▶ **PROBLEM REQUIREMENTS**
Could you copy every record below exactly as it is written?

▶ **EXERCISE DATA**
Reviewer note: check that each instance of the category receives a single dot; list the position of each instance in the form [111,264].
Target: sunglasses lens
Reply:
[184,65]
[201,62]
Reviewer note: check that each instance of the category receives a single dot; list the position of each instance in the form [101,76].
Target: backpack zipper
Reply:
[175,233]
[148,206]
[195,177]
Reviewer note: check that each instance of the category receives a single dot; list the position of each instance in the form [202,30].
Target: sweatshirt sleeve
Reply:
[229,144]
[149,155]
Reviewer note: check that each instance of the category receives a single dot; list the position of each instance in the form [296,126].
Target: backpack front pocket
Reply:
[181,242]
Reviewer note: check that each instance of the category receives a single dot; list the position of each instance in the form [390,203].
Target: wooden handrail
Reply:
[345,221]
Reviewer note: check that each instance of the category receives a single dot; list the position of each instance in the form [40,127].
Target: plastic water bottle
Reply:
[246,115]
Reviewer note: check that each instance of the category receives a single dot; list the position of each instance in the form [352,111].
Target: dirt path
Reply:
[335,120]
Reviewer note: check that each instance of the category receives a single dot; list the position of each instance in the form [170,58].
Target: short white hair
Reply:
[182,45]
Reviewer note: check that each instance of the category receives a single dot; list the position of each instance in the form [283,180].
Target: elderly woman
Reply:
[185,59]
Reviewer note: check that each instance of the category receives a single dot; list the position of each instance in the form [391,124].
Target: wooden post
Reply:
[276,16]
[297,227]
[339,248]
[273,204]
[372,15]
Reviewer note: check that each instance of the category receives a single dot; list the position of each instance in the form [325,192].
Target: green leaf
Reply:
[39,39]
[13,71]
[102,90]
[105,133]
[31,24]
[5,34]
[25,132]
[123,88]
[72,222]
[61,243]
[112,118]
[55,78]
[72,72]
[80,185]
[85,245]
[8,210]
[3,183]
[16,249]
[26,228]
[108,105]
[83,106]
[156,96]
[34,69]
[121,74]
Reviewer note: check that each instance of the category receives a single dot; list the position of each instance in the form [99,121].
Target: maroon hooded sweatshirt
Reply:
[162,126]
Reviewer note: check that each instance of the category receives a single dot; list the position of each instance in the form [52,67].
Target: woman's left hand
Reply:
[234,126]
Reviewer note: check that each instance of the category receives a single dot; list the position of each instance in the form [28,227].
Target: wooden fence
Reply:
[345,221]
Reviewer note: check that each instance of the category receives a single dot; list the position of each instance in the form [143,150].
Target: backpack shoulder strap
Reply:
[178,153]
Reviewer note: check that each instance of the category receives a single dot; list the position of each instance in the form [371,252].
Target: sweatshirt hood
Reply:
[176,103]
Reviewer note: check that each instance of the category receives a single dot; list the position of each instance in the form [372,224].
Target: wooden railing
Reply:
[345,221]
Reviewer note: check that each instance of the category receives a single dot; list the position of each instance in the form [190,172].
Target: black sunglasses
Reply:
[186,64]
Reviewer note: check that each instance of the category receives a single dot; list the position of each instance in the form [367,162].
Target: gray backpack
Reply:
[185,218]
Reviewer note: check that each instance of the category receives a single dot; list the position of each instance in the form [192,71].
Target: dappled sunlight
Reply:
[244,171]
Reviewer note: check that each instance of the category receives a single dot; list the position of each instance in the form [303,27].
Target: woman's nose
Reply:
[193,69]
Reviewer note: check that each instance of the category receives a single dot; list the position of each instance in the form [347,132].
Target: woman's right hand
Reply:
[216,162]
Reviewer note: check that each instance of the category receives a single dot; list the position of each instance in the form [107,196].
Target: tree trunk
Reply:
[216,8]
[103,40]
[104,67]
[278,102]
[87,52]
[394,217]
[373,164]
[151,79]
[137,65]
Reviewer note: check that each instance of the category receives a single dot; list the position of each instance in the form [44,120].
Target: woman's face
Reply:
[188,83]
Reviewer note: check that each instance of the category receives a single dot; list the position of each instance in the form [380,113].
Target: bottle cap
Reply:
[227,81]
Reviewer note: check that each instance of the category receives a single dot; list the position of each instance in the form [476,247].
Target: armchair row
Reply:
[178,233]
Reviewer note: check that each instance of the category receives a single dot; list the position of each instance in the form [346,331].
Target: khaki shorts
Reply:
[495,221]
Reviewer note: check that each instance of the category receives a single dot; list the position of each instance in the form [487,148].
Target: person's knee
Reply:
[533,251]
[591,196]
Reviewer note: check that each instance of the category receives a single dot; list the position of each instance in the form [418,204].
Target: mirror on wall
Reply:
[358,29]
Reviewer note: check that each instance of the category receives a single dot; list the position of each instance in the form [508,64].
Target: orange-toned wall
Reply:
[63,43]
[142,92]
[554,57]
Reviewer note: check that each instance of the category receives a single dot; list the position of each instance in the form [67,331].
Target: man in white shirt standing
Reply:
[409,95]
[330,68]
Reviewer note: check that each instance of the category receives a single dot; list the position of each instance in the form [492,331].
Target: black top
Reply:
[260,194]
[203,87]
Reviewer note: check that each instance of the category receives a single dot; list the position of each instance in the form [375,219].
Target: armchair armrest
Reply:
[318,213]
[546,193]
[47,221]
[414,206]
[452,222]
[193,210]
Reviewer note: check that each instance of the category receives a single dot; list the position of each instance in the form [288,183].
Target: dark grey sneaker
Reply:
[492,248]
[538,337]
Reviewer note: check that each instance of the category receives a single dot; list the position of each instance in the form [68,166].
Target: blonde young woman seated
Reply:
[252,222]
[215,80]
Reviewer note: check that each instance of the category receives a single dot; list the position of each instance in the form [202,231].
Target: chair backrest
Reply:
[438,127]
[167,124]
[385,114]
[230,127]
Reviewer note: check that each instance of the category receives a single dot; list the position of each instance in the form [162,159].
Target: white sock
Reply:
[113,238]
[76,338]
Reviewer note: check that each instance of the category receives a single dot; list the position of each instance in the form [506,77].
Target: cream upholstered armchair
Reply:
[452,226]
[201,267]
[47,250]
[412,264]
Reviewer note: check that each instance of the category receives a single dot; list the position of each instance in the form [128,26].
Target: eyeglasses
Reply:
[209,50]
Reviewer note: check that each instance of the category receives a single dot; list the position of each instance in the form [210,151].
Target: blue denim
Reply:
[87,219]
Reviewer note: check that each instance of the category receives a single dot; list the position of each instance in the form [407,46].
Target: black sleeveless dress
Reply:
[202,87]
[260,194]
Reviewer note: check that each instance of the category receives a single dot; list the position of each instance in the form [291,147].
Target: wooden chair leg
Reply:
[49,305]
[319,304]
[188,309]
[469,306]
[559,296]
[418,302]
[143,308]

▶ **THE ANSWER**
Reviewer note: check that each instance of the category receives a single dot; list the position of each instance in the form [111,264].
Target: sunglasses lens
Reply:
[184,65]
[201,62]
Reviewer note: check that each instance of the category receives a single dot; list the position of each instance in the form [101,76].
Target: backpack zipper
Reply:
[175,233]
[148,206]
[195,177]
Reviewer note: check that each instance of the category receives a single dot; list the position of each instance in the form [202,30].
Target: sweatshirt sleeve
Reply:
[229,144]
[149,155]
Reviewer note: check that each instance of the category receives a single dot; list the position of each instance in the form [296,126].
Target: backpack front pocket
Reply:
[181,242]
Reviewer note: check that each instance of the category receives a single dot; list the position of each instance in the form [390,203].
Target: wooden handrail
Reply:
[345,221]
Reviewer note: check that each instance of the category receives a single dot; list the position of each instance in the form [40,127].
Target: plastic water bottle
Reply:
[246,115]
Reviewer note: check that each instance of the category receives a single dot; list the position of each instance in the form [352,111].
Target: dirt path
Reply:
[335,120]
Reviewer note: check that each instance of the category receives a single dot; list the position of each instance in the form [170,58].
Target: short white hair
Reply:
[182,45]
Reviewer note: check that each instance of the category receives a single dot; list the position of each instance in the form [283,180].
Target: elderly woman
Reply:
[185,59]
Reviewer note: check that each instance of the category receives a single dot; list the position of each instance in the form [391,124].
Target: wooden post
Reply:
[276,16]
[297,227]
[339,248]
[273,204]
[372,15]
Reviewer note: check that each instance of the category receives a single dot; list the position of each instance in the form [325,192].
Target: green leaf
Reply:
[39,39]
[13,71]
[102,90]
[105,133]
[31,24]
[5,34]
[25,132]
[123,88]
[72,222]
[61,243]
[112,118]
[55,78]
[72,72]
[80,185]
[85,245]
[8,210]
[3,183]
[16,249]
[26,228]
[108,105]
[83,106]
[156,96]
[34,69]
[121,74]
Reviewer note: check that each instance of the category receives a single dot; list the position of each instance in the form [99,121].
Target: maroon hooded sweatshirt
Reply:
[162,126]
Reviewer note: check that each instance of the category receives a single dot; list the position of each instance in the form [52,67].
Target: woman's left hand
Reply:
[234,126]
Reviewer note: check that each instance of the category receives a single dot; list the position of each instance in the form [28,227].
Target: wooden fence
Reply:
[345,221]
Reviewer note: check that each instance of the category receives a single dot; list the position of each instance in the form [143,150].
Target: backpack shoulder strap
Reply:
[178,153]
Reviewer note: check that each instance of the category receives a single dot; list the position of each instance in the form [371,252].
Target: sweatshirt hood
Reply:
[176,103]
Reviewer note: check that each instance of the category receives a single dot; list the position of each instance in the form [372,224].
Target: wooden railing
Reply:
[345,221]
Reviewer note: check that each instance of the category receives a single dot; list the position of each instance in the form [190,172].
Target: black sunglasses
Reply:
[186,64]
Reviewer note: check that each instance of the category receives a single dot; list the position of each instance in the form [367,162].
Target: gray backpack
Reply:
[185,218]
Reviewer note: check that each instance of the category receives a single dot; list the position of each instance in the form [192,71].
Target: dappled sunlight
Reply:
[244,171]
Reviewer note: check that each instance of the category receives a single dot; list the position of each instance in the form [303,27].
Target: woman's nose
Reply:
[193,69]
Reviewer note: check that each instance of the category receives a single dot; list the position of each instance in the form [347,132].
Target: woman's right hand
Reply:
[216,162]
Reviewer note: check that each instance of the category receives a single dot; list the position of each instance in the form [107,196].
Target: tree trunk
Reply:
[216,8]
[103,40]
[104,67]
[278,102]
[87,52]
[394,217]
[373,164]
[151,79]
[137,65]
Reviewer note: check that each instance of the category receives a single dot; list the position of each instance in the form [44,120].
Target: woman's face
Reply:
[188,83]
Reviewer note: check that each instance of the category receives a single dot; list the position of each instance in the form [380,113].
Target: bottle cap
Reply:
[227,81]
Reviewer note: check that each instance of the category receives a single dot; list the position of each instance in the form [476,247].
Target: armchair row
Reply:
[178,233]
Reviewer note: check that each instance of the category receives a single dot; list the position of each instance in the form [346,331].
Target: khaki shorts
Reply:
[495,221]
Reviewer note: check that each instance of the category receives a single dot; list the position of each instance in the form [487,148].
Target: person's knee
Reply:
[533,251]
[591,196]
Reviewer note: check that each instance of the category receives a single dot; list the position of each instance in the form [418,204].
Target: mirror on wall
Reply:
[358,29]
Reviewer note: check that each instance of the category receives a single dot; list the position of each instance in the form [508,64].
Target: orange-toned wall
Reply:
[63,43]
[142,92]
[554,57]
Reviewer note: check that each instance of the category receives a single dot; list the position of each instance in the form [67,331].
Target: man in white shirt standing
Reply:
[409,95]
[330,68]
Reviewer note: check that each instance of the category receives a single dot; list the position of each instance in the form [492,331].
Target: black top
Reply:
[260,194]
[203,87]
Reviewer note: check that each instance of the category receives a single dot; list the position of each instance in the form [375,219].
Target: armchair armrest
Reply:
[318,213]
[546,193]
[47,221]
[414,206]
[452,222]
[193,210]
Reviewer note: check that each instance of the category receives a single dot; list the position of each instance in the form [288,183].
Target: dark grey sneaker
Reply:
[492,248]
[538,337]
Reviewer note: check that each instance of the category receives a single dot; list the position of each instance in the form [68,166].
Target: blonde young woman seated
Reply:
[252,222]
[215,80]
Reviewer note: check that each instance of the category receives a single dot; list the position of each instance in the form [202,231].
Target: chair backrest
Reply:
[438,127]
[167,124]
[385,114]
[230,127]
Reviewer note: check that each instance of the category receives a single dot; list the position of each instance in the form [162,159].
Target: white sock
Reply:
[113,238]
[76,338]
Reviewer note: check that each instance of the category receives a single dot; list the position of each instance in the form [506,77].
Target: cream upholstered armchair
Reply:
[452,226]
[201,267]
[47,250]
[412,264]
Reviewer note: check that each instance of the category receives a single dot; list the position of each instance in the form [128,26].
Target: eyeglasses
Reply:
[209,50]
Reviewer note: check that each instance of the category receives a single dot; list the position of each instance in the form [210,151].
Target: blue denim
Reply:
[87,219]
Reviewer note: check that each instance of the category receives a single dot; list the position of each instance in the form [407,46].
Target: black sleeveless dress
Reply:
[202,87]
[260,194]
Reviewer note: check that each instance of the category receives a single dot; list the position of each instance in the form [291,147].
Target: wooden chair leg
Reply:
[49,305]
[319,304]
[188,309]
[469,306]
[559,296]
[418,302]
[143,308]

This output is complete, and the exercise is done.